→ **ACTIVITY**: From the line containing "Query: black watch strap" through the last line of the records below, each line is to be repeated exactly; pictures are to be omitted.

[[ DATA IN THIS EXERCISE, beginning ]]

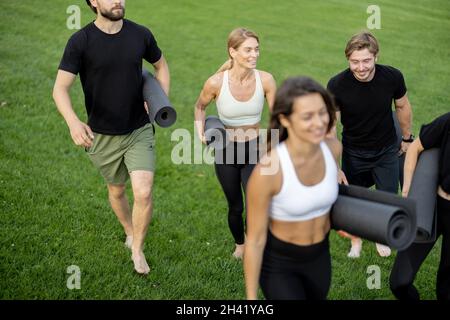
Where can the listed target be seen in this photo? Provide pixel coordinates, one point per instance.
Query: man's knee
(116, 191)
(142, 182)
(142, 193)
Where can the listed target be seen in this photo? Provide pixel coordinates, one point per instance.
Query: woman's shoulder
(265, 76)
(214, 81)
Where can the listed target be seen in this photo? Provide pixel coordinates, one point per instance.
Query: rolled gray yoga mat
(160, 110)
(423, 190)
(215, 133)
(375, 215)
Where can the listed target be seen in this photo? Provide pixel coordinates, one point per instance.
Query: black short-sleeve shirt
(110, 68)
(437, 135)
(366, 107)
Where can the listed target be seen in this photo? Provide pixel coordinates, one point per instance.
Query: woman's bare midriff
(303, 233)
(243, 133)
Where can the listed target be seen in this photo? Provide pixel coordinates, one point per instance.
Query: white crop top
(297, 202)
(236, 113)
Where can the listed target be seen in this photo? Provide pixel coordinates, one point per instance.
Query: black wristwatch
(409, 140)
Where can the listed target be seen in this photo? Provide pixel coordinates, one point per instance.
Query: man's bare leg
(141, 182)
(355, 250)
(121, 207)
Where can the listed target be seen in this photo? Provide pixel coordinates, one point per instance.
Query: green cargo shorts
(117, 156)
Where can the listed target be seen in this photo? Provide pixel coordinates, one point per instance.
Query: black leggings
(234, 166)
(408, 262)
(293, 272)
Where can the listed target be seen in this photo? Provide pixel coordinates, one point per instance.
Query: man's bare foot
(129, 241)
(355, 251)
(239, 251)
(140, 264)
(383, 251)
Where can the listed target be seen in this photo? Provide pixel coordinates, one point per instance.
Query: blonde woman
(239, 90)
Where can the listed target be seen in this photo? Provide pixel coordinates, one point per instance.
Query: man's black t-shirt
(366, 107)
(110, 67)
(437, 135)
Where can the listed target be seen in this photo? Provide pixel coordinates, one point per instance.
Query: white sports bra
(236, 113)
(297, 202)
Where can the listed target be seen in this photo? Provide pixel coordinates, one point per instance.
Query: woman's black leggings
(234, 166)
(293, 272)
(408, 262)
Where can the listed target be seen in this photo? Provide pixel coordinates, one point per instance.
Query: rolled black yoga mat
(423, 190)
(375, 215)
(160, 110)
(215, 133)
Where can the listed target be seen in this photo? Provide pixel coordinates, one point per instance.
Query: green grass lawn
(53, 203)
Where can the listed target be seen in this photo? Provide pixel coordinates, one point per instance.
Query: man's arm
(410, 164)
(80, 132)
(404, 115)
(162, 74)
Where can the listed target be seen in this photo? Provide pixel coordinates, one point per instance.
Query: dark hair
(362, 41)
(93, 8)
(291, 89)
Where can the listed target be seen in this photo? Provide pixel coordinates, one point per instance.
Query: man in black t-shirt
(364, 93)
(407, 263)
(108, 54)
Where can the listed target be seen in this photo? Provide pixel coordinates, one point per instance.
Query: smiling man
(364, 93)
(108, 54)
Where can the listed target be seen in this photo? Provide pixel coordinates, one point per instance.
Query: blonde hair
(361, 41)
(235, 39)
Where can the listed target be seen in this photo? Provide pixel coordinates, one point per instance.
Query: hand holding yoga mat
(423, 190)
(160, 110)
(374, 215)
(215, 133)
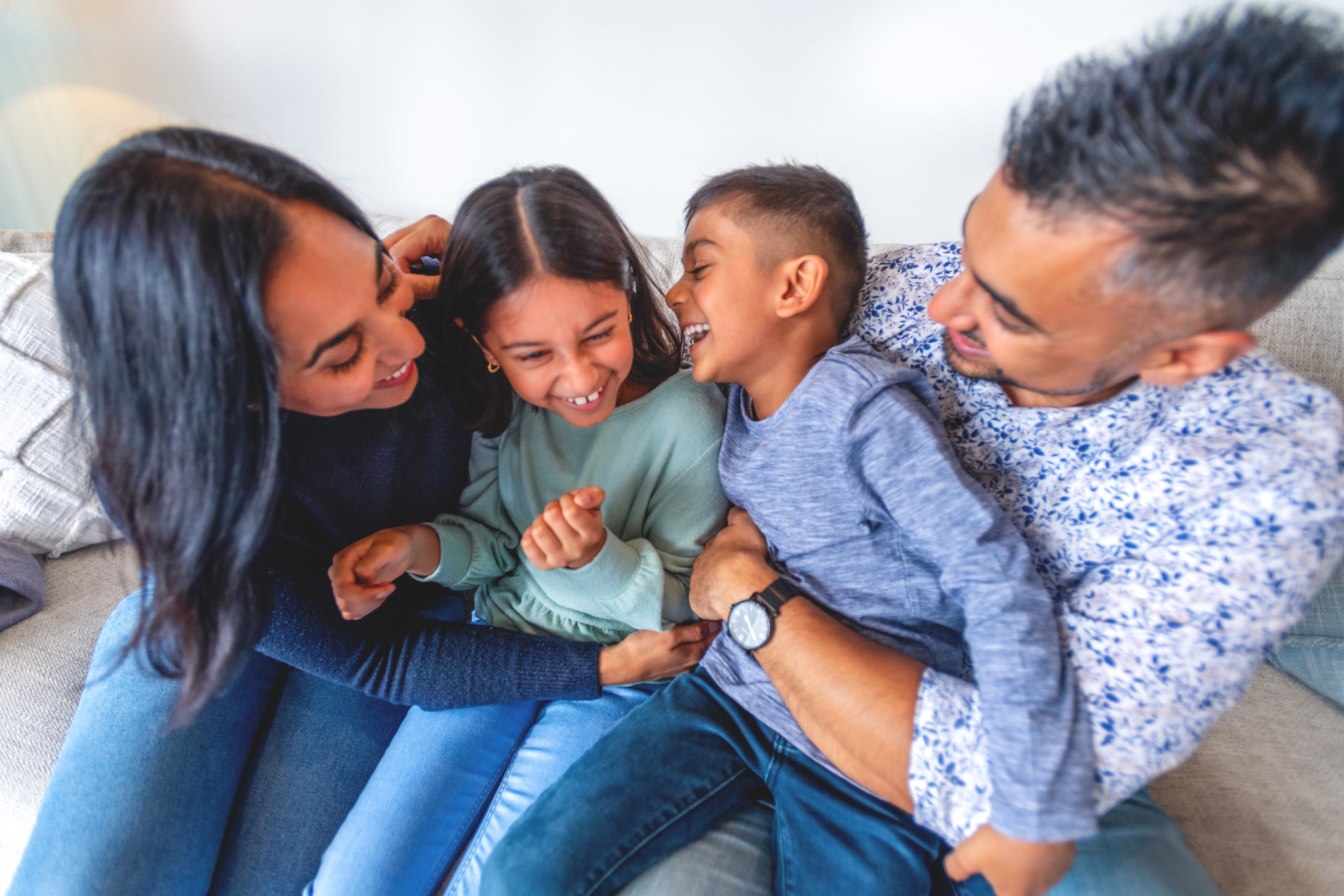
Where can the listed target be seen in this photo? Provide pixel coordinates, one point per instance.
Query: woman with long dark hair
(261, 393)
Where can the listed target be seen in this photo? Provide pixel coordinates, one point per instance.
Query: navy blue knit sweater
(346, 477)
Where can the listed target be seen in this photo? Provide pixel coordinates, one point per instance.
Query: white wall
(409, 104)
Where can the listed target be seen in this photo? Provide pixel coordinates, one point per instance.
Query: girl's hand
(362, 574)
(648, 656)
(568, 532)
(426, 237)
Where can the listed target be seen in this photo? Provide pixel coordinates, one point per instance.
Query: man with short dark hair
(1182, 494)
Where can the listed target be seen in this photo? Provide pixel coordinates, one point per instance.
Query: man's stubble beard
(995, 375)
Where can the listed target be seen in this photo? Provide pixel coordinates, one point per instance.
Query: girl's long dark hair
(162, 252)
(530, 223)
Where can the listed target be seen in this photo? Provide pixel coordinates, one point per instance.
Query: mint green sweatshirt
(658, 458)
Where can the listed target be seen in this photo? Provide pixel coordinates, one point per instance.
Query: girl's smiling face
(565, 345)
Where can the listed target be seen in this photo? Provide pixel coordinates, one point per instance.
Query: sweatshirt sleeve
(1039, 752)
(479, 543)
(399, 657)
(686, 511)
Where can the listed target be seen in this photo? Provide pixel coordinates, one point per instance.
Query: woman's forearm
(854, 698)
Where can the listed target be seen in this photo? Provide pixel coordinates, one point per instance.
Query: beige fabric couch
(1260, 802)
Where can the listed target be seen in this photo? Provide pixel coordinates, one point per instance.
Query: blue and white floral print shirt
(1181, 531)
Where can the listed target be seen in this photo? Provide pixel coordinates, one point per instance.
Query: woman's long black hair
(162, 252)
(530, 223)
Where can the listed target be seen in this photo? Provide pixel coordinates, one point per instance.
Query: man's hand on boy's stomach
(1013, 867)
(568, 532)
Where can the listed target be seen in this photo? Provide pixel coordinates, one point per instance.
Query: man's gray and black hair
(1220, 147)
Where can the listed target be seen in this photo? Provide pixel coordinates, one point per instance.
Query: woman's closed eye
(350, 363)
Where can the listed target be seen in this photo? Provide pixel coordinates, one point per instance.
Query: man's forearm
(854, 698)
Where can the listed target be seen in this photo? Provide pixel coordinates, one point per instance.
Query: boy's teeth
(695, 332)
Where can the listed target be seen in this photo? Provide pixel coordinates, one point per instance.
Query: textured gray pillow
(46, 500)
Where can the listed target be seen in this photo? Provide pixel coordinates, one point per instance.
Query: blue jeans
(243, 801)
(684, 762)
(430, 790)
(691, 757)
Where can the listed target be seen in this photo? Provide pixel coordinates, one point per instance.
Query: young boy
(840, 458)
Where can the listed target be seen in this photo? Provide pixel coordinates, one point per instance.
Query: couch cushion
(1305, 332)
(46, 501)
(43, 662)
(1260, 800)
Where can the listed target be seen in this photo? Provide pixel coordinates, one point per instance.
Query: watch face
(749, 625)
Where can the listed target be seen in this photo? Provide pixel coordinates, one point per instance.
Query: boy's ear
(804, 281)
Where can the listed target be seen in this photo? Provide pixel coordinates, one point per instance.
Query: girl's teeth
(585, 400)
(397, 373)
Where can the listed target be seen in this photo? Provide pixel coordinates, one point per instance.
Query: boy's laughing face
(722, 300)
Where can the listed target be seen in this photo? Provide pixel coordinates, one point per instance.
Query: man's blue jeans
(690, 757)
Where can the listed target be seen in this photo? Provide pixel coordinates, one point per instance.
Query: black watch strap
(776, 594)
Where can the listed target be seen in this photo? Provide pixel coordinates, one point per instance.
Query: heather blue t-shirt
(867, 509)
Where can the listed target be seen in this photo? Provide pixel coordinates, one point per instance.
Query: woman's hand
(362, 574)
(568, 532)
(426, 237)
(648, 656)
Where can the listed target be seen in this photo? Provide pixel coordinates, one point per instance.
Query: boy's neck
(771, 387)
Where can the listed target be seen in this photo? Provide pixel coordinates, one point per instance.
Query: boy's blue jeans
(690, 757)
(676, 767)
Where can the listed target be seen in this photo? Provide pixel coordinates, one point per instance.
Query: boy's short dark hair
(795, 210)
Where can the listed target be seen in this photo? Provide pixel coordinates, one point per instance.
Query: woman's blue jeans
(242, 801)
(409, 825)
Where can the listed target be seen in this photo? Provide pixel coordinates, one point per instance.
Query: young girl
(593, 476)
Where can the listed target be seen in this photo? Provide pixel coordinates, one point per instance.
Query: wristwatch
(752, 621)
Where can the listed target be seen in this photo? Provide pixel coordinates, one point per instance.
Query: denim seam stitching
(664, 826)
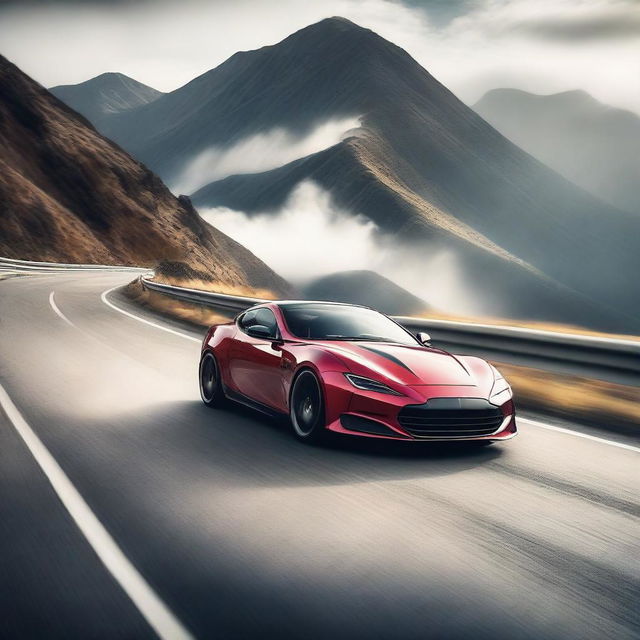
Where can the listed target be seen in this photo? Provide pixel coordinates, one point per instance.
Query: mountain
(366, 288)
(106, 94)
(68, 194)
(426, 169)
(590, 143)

[[ DATA IN THIS EXERCISE, end ]]

→ **RESULT OF THE EXERCISE**:
Query: black watch strap
(776, 594)
Where can the listed target be seen in this photo? Provide pixel coordinates, one point per instance.
Query: heather blue t-shirt
(867, 509)
Where can the listed target be seen in this photo? Provide pixel coordinates, one point per instance.
Query: woman's hand
(362, 574)
(568, 532)
(426, 237)
(648, 656)
Where can the listed target be seen in this photo? Provide pixel coordinates, one point per instance.
Query: boy's neck
(771, 387)
Where can the listed target be seen in this photo? Provide pixel coordinates, one point per instance.
Query: boy's blue jeans
(690, 757)
(676, 767)
Where can the listed target be seen in this photo? Provide pixel coordinates, one point per instance.
Query: boy's short dark hair
(795, 210)
Where can the listed target be seen in this photo? Provide pixel coordinates, one point per instance.
Query: woman's blue jeans
(242, 801)
(409, 825)
Where can the listed target be seen in this photo? Provide pixel coordinates, one point per instance.
Query: young girl
(593, 476)
Where can the listed target be seen in this photo? Provide pixel coordinates, one point per instance.
Query: wristwatch
(752, 621)
Where can the listed target be seen in this photo? Provide pixel coordinates, one point per instance.
Query: denim seam stitching
(664, 826)
Where can the listed target be seen in this photo? Provide pixel coordinates, one point per instance.
Query: mountain
(366, 288)
(106, 94)
(68, 194)
(426, 169)
(590, 143)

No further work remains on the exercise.